--- START ---

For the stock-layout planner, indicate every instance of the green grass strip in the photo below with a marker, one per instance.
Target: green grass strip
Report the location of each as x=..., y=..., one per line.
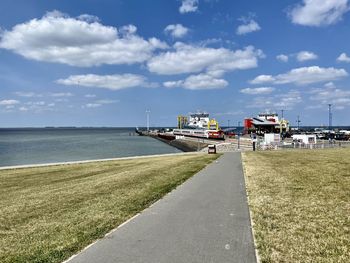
x=49, y=213
x=300, y=204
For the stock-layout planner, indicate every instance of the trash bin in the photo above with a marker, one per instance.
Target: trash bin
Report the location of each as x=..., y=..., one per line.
x=212, y=148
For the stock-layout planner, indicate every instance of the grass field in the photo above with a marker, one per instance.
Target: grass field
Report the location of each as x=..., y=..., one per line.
x=49, y=213
x=300, y=204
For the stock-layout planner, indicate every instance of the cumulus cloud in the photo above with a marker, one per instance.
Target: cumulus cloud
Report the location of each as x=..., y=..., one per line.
x=8, y=102
x=112, y=82
x=331, y=94
x=193, y=59
x=343, y=57
x=318, y=12
x=61, y=94
x=176, y=31
x=257, y=91
x=99, y=103
x=80, y=41
x=188, y=6
x=306, y=55
x=248, y=27
x=286, y=101
x=303, y=76
x=263, y=79
x=198, y=82
x=282, y=58
x=28, y=94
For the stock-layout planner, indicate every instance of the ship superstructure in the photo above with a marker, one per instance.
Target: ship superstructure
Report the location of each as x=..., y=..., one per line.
x=198, y=125
x=266, y=123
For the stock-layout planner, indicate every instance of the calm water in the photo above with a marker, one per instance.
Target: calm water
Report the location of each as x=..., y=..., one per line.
x=34, y=146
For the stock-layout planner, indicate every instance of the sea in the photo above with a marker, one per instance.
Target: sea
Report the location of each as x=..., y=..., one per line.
x=20, y=146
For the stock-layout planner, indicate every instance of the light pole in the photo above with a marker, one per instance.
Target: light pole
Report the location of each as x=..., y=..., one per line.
x=329, y=116
x=238, y=132
x=298, y=121
x=147, y=113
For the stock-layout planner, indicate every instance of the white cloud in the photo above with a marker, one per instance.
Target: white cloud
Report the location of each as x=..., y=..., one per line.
x=188, y=6
x=93, y=105
x=193, y=59
x=343, y=58
x=306, y=55
x=8, y=102
x=78, y=42
x=248, y=27
x=198, y=82
x=331, y=94
x=112, y=82
x=99, y=103
x=106, y=101
x=319, y=12
x=282, y=58
x=263, y=79
x=303, y=76
x=177, y=30
x=286, y=101
x=257, y=91
x=28, y=94
x=61, y=94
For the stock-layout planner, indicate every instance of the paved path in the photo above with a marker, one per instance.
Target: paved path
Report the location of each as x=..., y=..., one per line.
x=204, y=220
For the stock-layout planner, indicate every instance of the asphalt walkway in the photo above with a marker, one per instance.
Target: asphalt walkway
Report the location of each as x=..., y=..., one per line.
x=204, y=220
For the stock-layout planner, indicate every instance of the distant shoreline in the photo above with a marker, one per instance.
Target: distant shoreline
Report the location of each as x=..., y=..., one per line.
x=94, y=160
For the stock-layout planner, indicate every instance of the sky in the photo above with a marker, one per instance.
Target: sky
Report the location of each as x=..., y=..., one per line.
x=106, y=62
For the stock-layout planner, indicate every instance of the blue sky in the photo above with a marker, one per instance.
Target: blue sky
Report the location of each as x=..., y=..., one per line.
x=104, y=63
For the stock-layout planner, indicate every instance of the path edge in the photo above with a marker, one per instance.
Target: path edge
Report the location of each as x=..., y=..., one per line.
x=250, y=212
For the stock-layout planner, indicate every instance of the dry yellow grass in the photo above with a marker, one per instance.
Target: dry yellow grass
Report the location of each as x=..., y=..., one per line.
x=300, y=204
x=49, y=213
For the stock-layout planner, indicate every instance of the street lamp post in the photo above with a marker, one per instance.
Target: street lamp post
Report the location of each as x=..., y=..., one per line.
x=147, y=113
x=238, y=138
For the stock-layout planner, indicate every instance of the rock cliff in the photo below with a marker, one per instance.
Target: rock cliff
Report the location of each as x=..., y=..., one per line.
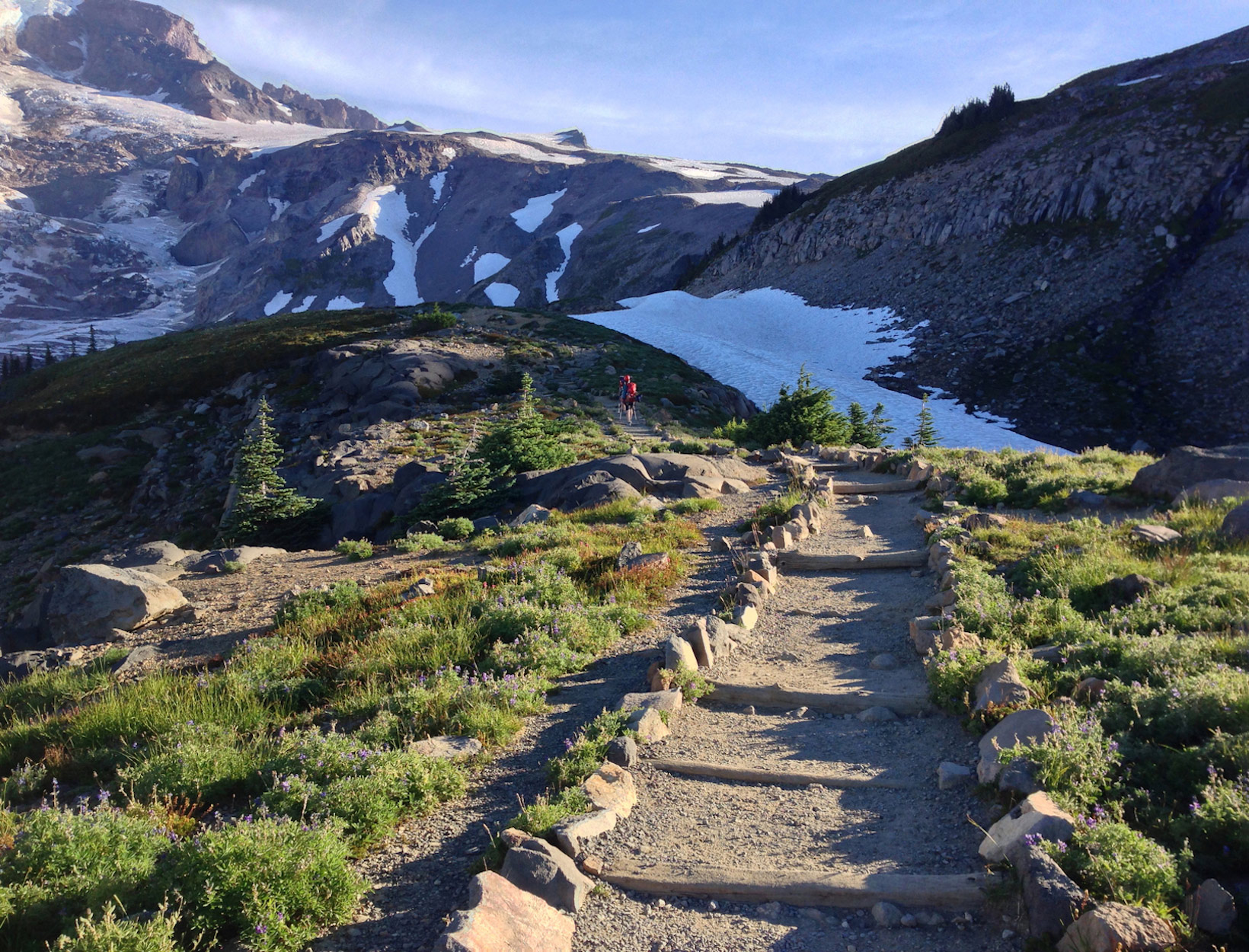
x=1078, y=267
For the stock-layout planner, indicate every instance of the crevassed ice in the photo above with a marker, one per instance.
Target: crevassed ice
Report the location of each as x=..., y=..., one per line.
x=759, y=340
x=566, y=235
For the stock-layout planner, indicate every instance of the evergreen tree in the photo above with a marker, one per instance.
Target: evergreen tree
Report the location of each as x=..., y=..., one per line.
x=800, y=415
x=880, y=425
x=263, y=497
x=861, y=431
x=926, y=429
x=523, y=444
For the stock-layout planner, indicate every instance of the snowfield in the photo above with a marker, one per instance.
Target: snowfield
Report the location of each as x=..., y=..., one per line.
x=759, y=340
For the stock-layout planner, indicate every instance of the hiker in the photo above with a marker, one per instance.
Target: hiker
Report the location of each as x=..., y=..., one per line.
x=631, y=398
x=624, y=382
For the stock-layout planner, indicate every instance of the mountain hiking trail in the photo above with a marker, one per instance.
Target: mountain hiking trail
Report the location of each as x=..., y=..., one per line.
x=421, y=874
x=819, y=811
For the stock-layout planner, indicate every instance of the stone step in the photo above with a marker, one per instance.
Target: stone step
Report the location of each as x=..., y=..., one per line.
x=872, y=489
x=776, y=778
x=790, y=561
x=801, y=887
x=835, y=702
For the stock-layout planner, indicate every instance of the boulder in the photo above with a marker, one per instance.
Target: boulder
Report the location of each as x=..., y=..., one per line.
x=700, y=641
x=679, y=653
x=447, y=747
x=1001, y=686
x=648, y=725
x=1018, y=729
x=1235, y=524
x=1190, y=465
x=1036, y=816
x=1052, y=899
x=1113, y=928
x=1212, y=909
x=501, y=916
x=89, y=601
x=548, y=874
x=622, y=751
x=950, y=776
x=1155, y=535
x=611, y=787
x=572, y=835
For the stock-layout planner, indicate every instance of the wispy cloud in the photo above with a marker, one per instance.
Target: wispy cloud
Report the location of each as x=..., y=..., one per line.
x=788, y=84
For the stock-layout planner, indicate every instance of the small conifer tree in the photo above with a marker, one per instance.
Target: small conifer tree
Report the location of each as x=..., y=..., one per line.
x=263, y=495
x=880, y=426
x=926, y=429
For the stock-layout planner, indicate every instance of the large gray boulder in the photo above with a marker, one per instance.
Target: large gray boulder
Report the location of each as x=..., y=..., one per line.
x=1190, y=465
x=89, y=601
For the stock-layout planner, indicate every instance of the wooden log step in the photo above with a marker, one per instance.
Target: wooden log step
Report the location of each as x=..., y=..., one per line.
x=801, y=887
x=775, y=778
x=802, y=563
x=872, y=489
x=841, y=702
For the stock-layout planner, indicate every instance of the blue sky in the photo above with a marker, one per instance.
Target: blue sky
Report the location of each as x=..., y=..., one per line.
x=811, y=87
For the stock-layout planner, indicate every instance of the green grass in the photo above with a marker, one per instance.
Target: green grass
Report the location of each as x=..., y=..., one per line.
x=1158, y=768
x=267, y=778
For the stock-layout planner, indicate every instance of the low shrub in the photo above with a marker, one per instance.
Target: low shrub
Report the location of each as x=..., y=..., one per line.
x=455, y=529
x=356, y=550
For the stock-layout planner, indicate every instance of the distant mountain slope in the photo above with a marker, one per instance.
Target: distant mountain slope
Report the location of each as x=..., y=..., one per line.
x=1079, y=267
x=144, y=185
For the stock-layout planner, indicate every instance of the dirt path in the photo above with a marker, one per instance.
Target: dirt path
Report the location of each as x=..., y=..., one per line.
x=421, y=874
x=821, y=632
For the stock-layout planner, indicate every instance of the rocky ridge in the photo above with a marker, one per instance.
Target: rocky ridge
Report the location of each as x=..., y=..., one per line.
x=1077, y=267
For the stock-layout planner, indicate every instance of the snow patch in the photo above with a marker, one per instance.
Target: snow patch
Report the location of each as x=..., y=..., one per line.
x=566, y=236
x=250, y=180
x=536, y=210
x=757, y=340
x=503, y=295
x=277, y=302
x=751, y=198
x=489, y=265
x=343, y=304
x=436, y=183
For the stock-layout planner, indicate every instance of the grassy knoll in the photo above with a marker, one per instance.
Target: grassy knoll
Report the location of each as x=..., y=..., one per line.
x=1155, y=762
x=228, y=803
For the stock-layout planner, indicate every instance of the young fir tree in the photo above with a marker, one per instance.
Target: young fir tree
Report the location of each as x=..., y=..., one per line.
x=263, y=495
x=523, y=444
x=880, y=426
x=926, y=429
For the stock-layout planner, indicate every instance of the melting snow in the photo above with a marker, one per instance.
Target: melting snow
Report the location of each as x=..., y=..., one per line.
x=759, y=340
x=436, y=183
x=752, y=198
x=503, y=295
x=566, y=236
x=277, y=302
x=248, y=183
x=489, y=265
x=343, y=304
x=536, y=210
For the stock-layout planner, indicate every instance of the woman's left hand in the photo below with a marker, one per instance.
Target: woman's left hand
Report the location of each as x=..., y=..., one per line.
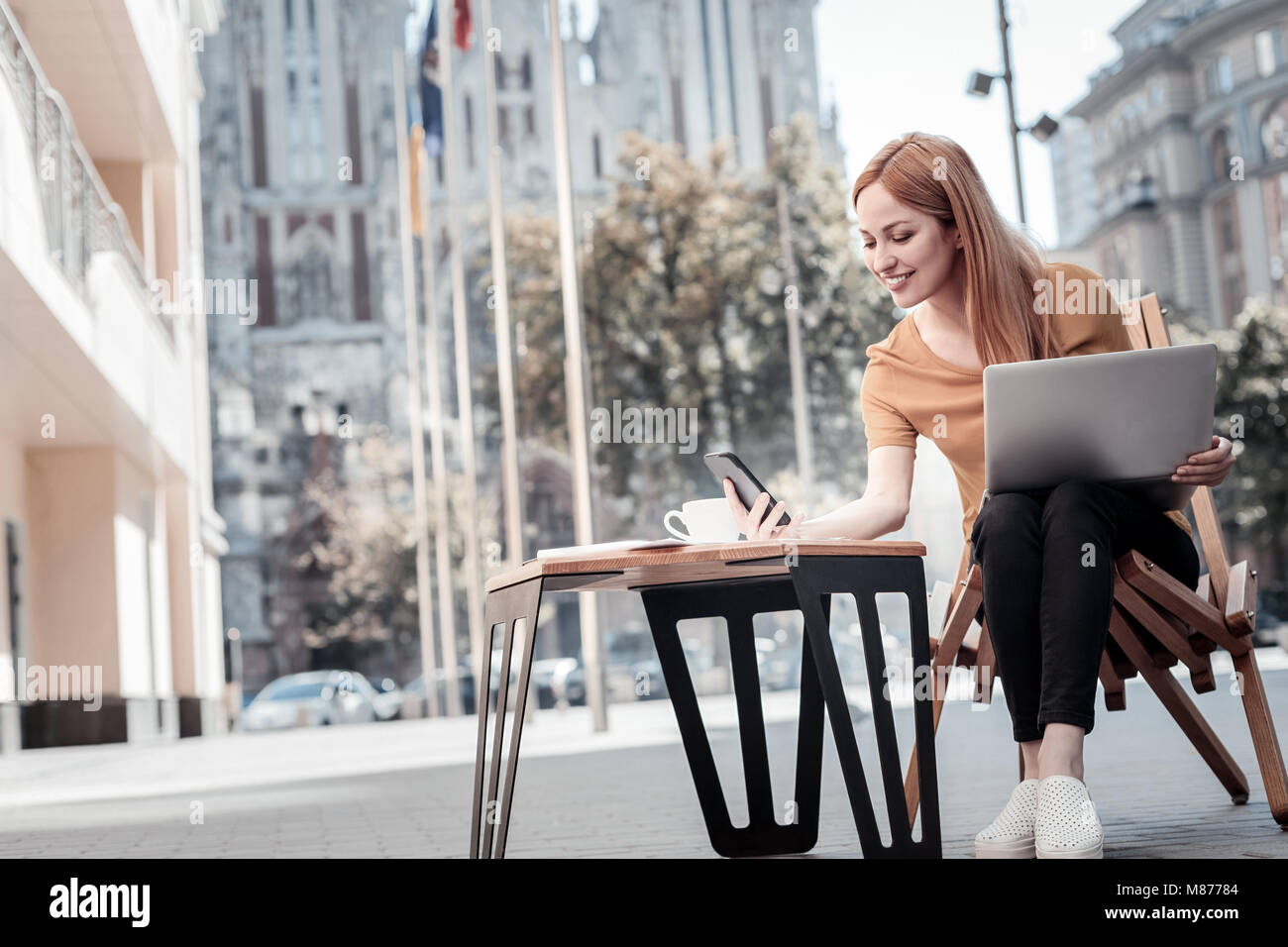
x=1207, y=468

--- END ---

WHAT YOU HAVE TO DO => Reproduce every line of the records containing the string "paved".

PROBLEM SOLUTION =>
For the stock-layout planner, indicate every instance of the paved path in the photo above with a marker, one per instance.
Target: paved path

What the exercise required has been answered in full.